Transcribe all of the data exactly. Omit the pictures.

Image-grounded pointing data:
________
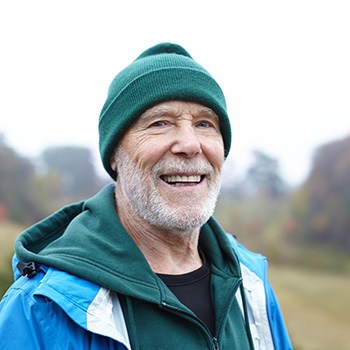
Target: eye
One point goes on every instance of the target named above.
(204, 124)
(158, 123)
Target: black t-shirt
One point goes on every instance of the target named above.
(193, 290)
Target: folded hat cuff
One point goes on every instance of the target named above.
(151, 88)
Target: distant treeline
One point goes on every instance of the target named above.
(318, 210)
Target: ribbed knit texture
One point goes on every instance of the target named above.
(162, 73)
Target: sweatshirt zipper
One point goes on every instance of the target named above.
________
ANSWER FOR THIS EXERCISE
Target: eye
One point goes on every instance of the target named above.
(204, 124)
(158, 123)
Target: black t-shirt
One point goes on every instance of the target named above.
(193, 290)
Target: folded hat cuff
One point goes on every instance of the target named above.
(151, 88)
Target: distant treeline
One point goes on every instance of the target named above.
(318, 210)
Target: ribbed knit texture
One point goes on every instance of the target named above.
(162, 73)
Target: sweatshirt zipper
One point goes on every instance of the target named above.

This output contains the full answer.